(Data excerpts)
====
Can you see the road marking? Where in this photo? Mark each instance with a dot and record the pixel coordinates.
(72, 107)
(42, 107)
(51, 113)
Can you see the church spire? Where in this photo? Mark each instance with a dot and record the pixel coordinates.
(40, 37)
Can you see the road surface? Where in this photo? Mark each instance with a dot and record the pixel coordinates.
====
* What needs to be done
Starting at the line that contains "Can you see the church", transcribe every line through the last line of the entries above, exactly, and nothing else.

* Result of this task
Can you see the church spire? Where in this photo? Mark each instance with a dot and record the pixel coordinates.
(40, 37)
Can you see the road surface? Where in this photo? Mark each instance with a dot and record the pixel coordinates.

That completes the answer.